Text excerpt:
______

How Hacker News ranking algorithm works

311 points by cristoperb 15 years ago

pg 15 years ago

That's close to the current version, but a little out of date. Here's the code running now:

    (= gravity* 1.8 timebase* 120 front-threshold* 1
       nourl-factor* .4 lightweight-factor* .17 gag-factor* .1)

    (def frontpage-rank (s (o scorefn realscore) (o gravity gravity*))
      (* (/ (let base (- (scorefn s) 1)
              (if (> base 0) (expt base .8) base))
            (expt (/ (+ (item-age s) timebase*) 60) gravity))
         (if (no (in s!type 'story 'poll))  .8
             (blank s!url)                  nourl-factor*
             (mem 'bury s!keys)             .001
                                            (* (contro-factor s)
                                               (if (mem 'gag s!keys)
                                                    gag-factor*
                                                   (lightweight s)

______

Records for the exercise:
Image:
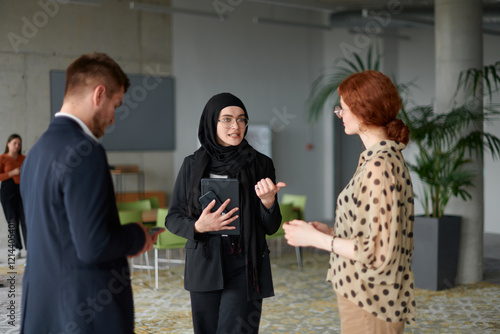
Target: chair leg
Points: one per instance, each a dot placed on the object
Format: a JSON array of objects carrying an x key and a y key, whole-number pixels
[
  {"x": 156, "y": 268},
  {"x": 146, "y": 256},
  {"x": 298, "y": 252}
]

______

Actions to take:
1. Reproduce the entry above about chair legs word for word, leaving the picture out.
2. Continue the Hacker News ranking thread from the point where it stops.

Final answers:
1.
Image:
Target: chair leg
Points: one per instance, each a dot placed on the object
Format: a JSON array of objects carrying an x key and a y key, whole-number pixels
[
  {"x": 156, "y": 268},
  {"x": 146, "y": 256},
  {"x": 298, "y": 252}
]

2.
                                                    lightweight-factor*
                                                   1)))))

sahillavingia 15 years ago

For those who aren't well versed in Arc or Lisp, could someone go through the differences?
- tel 15 years ago
  
  Appears to be substantially identical to what's outlined in the post. The only changes are in the penalties dealt out by the type of story, inclusion of a url, buried status, gagged status, and the operation of penalties due to the contro(versial?)-factor function.
  If you're just submitting interesting URLs and worry about them being shunted off the main page by gravity then there are no practical differences.
  
  pg 15 years ago
  
  The gag tag doesn't mean "gagged." It means the post is a gag, in the sense of a joke.
  Sorry I can't be more transparent about how contro-factor is calculated, incidentally. Its purpose is to recognize flamewars.
  
  davi 15 years ago
  
  I'm curious about how you evaluate prospective algorithm changes. Do you roll out a change you think should work and then monitor, or do you have a corpus of e.g. flame wars you test against?
  
  pg 15 years ago
  
  There's a repl on the server, and I test tweaks on the live site.
  
  techbio 15 years ago
  
  Do you have a dashboard of some kind to visualize your tests effects? I am curious about the broad kind of insight one could have with such a programmatic access to this community. Perhaps I missed an essay about HN/REPL?
pypyguy 15 years ago

Any genius willing to translate this to python?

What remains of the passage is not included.